##### EXERCISE INPUTS

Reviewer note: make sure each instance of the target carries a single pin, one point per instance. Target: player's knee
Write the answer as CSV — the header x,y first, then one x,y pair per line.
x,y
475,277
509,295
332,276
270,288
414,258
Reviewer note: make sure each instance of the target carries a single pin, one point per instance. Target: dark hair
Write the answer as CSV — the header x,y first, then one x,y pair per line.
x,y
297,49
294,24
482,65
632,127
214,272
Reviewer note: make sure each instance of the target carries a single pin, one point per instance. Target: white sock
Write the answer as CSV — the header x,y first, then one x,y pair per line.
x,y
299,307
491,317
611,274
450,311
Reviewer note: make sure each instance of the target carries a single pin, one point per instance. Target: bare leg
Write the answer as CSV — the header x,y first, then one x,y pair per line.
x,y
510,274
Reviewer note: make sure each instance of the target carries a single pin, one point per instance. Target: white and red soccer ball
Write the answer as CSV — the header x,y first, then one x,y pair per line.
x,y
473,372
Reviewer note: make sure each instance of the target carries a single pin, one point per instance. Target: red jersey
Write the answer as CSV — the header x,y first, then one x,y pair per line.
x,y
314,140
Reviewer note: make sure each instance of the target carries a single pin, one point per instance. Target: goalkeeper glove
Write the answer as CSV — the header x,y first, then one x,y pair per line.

##########

# GIVEN EXERCISE:
Please write out all the records above again, swapping "Reviewer note" for "Annotator note" wherever it occurs and leaving everything else as it is.

# RESPONSE:
Annotator note: make sure each instance of the target carries a single pin, one point per instance. Target: player's knee
Write the answer as CSV — the header x,y first, then one x,y pair per line.
x,y
475,277
509,295
332,276
270,288
414,258
Annotator note: make sure each instance of the target carries a single pin, one point per instance. Target: dark hair
Write the answer as CSV — the header x,y first, then one x,y pair per line.
x,y
297,49
294,24
482,65
632,127
214,272
Annotator note: make sure each instance of the target carries a single pin, one point per instance. Target: white sock
Write the answer as CSV — the header x,y first, then one x,y pair per line.
x,y
299,307
491,317
611,274
450,311
Annotator note: make sure each instance of the target carries a single pin, one point per instance. Target: bare leg
Write the answer as CSV — the header x,y first, then one x,y pair per line.
x,y
510,274
Annotator note: make sure each instance of the target carries a single pin, one point per instance. Target: white and red soccer ball
Write the answer as CSV — the header x,y first, then one x,y pair per line.
x,y
473,372
Annotator note: make sure each instance of the target carries a single pin, one point per instance. Target: red jersey
Write the answer as CSV — the header x,y first, then one x,y pair per line.
x,y
314,140
Annotator note: make sure each instance of the target carries a single pin, one point per instance. Target: goalkeeper glove
Write the answer as CSV — the header x,y first, then one x,y pair per line.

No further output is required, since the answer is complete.